:: Text block ::
----

Today at the Unitarian Universalist Fellowship building, two large trees on the Wisconsin Street curb lawn were cut down by the city. If you have been to the building recently, you may have noticed the pink “X” spray painted on each of them. This is part of the city’s management of trees on curb lawns within the city limits…and it makes me sad. Unlike my Christmas tree, which was younger than my kids, the trees next to the Fellowship were older than my parents. Each one had a trunk bigger than I could get my arms around. Tonight these trunks lie in enormous heavy pieces on the grass.
I take for granted a life where I can go to the dump on a warm spring day and where the loss of familiar trees is a significant event to mourn. It is in this context that I read the news about Ukraine today—families fleeing to Poland with no possessions; children wounded and killed by bombs and missiles. I see the pictures that go with the news story, but I have not touched the human bodies suffering in this war as I have touched the trees I said goodbye to today. I know that those people love their trees too. I know that some trees will be destroyed in the devastation of this war, while others will survive, silent witness to the human lives that share the same soil and breathe the same air.

----

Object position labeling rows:
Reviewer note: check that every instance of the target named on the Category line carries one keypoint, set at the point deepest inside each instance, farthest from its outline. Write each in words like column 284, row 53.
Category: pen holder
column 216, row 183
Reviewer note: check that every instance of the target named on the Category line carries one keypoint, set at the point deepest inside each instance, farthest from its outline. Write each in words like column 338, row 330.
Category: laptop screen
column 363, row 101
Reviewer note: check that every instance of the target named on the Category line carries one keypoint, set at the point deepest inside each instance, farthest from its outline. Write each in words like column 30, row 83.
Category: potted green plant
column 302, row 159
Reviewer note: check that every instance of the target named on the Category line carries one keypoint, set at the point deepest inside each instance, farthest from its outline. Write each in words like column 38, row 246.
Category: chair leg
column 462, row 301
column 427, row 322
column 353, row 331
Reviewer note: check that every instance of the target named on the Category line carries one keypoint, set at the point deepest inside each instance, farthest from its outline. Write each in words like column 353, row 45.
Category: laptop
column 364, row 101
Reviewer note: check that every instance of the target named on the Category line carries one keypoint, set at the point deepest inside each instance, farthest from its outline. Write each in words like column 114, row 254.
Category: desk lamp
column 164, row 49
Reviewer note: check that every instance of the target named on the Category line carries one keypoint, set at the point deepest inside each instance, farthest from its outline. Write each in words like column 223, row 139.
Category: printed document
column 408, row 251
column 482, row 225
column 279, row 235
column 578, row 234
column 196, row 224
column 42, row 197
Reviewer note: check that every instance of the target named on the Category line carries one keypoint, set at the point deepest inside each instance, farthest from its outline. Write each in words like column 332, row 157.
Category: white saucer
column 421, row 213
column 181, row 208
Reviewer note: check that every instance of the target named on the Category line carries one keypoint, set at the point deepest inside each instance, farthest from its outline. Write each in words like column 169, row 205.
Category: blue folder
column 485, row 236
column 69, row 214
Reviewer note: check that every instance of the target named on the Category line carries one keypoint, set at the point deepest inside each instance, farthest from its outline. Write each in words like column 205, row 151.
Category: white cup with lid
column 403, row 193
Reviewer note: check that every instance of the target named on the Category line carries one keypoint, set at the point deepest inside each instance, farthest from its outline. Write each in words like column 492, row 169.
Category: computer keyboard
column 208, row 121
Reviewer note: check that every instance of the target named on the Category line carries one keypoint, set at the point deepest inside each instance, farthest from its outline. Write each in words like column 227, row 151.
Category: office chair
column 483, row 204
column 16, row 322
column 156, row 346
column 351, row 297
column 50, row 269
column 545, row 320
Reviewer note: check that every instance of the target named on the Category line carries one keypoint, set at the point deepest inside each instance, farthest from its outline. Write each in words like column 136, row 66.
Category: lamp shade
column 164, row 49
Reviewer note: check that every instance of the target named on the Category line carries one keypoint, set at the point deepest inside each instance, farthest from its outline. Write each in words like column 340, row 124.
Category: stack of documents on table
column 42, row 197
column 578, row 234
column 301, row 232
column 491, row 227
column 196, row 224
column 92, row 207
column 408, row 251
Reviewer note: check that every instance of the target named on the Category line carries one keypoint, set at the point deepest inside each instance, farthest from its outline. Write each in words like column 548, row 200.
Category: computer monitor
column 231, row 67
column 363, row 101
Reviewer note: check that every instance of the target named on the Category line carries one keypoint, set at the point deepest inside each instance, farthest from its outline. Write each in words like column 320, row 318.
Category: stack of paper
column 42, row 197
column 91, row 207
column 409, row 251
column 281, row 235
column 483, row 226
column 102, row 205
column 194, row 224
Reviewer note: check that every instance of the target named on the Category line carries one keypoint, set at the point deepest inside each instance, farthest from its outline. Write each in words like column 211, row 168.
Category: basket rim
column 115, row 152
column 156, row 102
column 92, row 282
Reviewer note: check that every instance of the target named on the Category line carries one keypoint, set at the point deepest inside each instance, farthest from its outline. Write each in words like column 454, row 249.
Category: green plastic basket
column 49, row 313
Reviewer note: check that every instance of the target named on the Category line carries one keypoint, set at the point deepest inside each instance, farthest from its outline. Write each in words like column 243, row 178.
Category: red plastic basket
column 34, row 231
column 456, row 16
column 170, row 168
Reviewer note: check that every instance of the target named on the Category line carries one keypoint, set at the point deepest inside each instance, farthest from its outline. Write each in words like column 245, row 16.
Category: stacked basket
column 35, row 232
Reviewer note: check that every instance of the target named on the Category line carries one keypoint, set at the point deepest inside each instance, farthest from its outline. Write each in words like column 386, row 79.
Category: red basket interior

----

:: Instructions ::
- a) Which places does the piece about the felled trees mention by name?
- b) In the rows, extract everything from the line containing "338, row 330." down to the line containing "column 181, row 208", both of those lines included.

:: Solutions per task ::
- a)
Unitarian Universalist Fellowship building
Wisconsin Street
Ukraine
Poland

- b)
Reviewer note: check that every instance of the target named on the Category line carries one keypoint, set at the point deepest inside each instance, farthest from its outline. Write each in words like column 338, row 330.
Category: laptop screen
column 363, row 101
Reviewer note: check that every instance of the target named on the Category line carries one keypoint, set at the point deepest inside each instance, farthest from its outline. Write each in words like column 30, row 83.
Category: potted green plant
column 302, row 159
Reviewer note: check that every instance of the target named on the Category line carries one keypoint, set at the point deepest inside each instance, farthest from its outline. Write each in words like column 38, row 246.
Category: chair leg
column 462, row 301
column 427, row 322
column 353, row 331
Reviewer note: check that every instance of the target named on the Category line carries one keypoint, set at the point deepest inside each instance, farthest from its outline. Write each in words like column 353, row 45.
Category: laptop
column 364, row 101
Reviewer note: check that every instance of the target named on the Category line carries one keypoint, set at the point deepest inside each instance, farthest from its outline. Write each in words like column 114, row 254.
Category: desk lamp
column 164, row 49
Reviewer note: check that every instance of the target named on the Category line carries one keypoint, set at the point deepest inside each instance, farthest from its outline. Write each in words like column 223, row 139.
Category: printed document
column 408, row 251
column 482, row 225
column 279, row 235
column 578, row 234
column 196, row 224
column 42, row 197
Reviewer note: check that every instance of the target named on the Category line carries one keypoint, set at the point deepest inside each instance, farthest from its outline. Write each in words like column 332, row 157.
Category: white saucer
column 421, row 213
column 181, row 208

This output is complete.